# Your tasks
1) In the forum post about running ESXi on a Dell R510, why does the quoted Dell tech guide say the Intel 5520 and 5500 chipset received a stepping revision? Answer in one to three sentences.
2) In the forum post about running ESXi on a Dell R510, rewrite the paragraph that begins "Introduction of the new Intel Xeon processor 5600 series" as a short bulleted list that keeps its main facts.

>> START Reading passage

Hmm didn't consider that ESXi would have a problem with the onboard raid1. The system has internal usb ports, would it make more sense to boot ESXi from say a 64gb usb stick instead of the drives? If so would you reccomend also installing the Opensolaris VM on that stick? Obviously there would be no redundency, but I could make backups of the stick periodically.

I guess another option would be if I had the two HBA cards I could use 2 of the 16 ports to run the 2.5" drives and skip the onboard controller.

I'll have to double check the chipset, this is from the R510 tech guide from Dell:
Introduction of the new Intel Xeon processor 5600 series includes a stepping revision of the Intel 5520 and 5500 chipset, which is required to enable the full 5600 series feature set. Dell servers shipped with the new chipset revision have the symbol II in the System Revision Field visible through OpenManage™ Server Administrator (OMSA) and the iDRAC GUI. They are physically marked with a 12 x 6mm rectangular label containing the symbol II. The memory interface is optimized for 800/1066/1333 MHz DDR3 SDRAM memory with ECC when running with Intel Xeon processor 5600 series.

>> END Reading passage
>> START Data shown

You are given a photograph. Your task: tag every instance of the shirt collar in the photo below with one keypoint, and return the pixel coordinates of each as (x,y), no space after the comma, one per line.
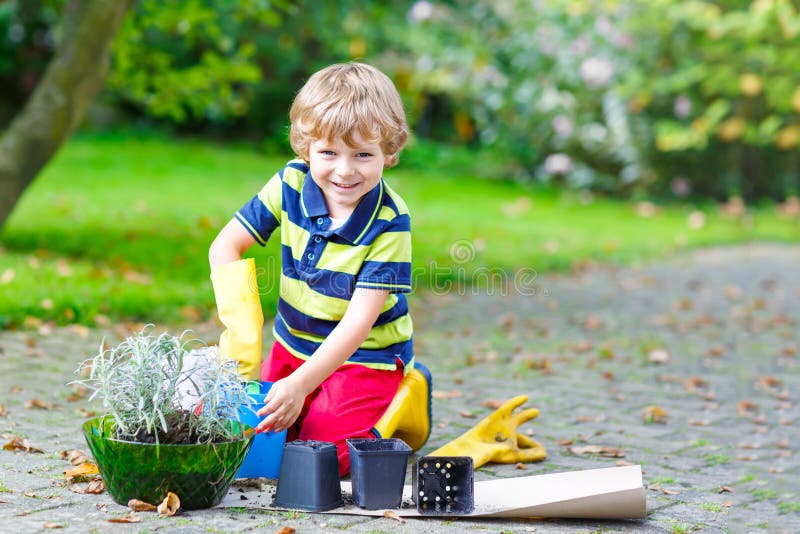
(313,204)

>> END Data shown

# Solved problems
1) The stepping revision came with the introduction of the Intel Xeon processor 5600 series. It is required to enable the full 5600 series feature set.

2)
- The Intel Xeon processor 5600 series brought a stepping revision of the Intel 5520 and 5500 chipset, which is needed to enable the full 5600 series feature set.
- Dell servers shipped with the revised chipset show the symbol II in the System Revision Field, visible through OpenManage Server Administrator (OMSA) and the iDRAC GUI.
- These servers are also physically marked with a 12 x 6mm rectangular label bearing the symbol II.
- With 5600 series processors, the memory interface is optimized for 800/1066/1333 MHz DDR3 SDRAM with ECC.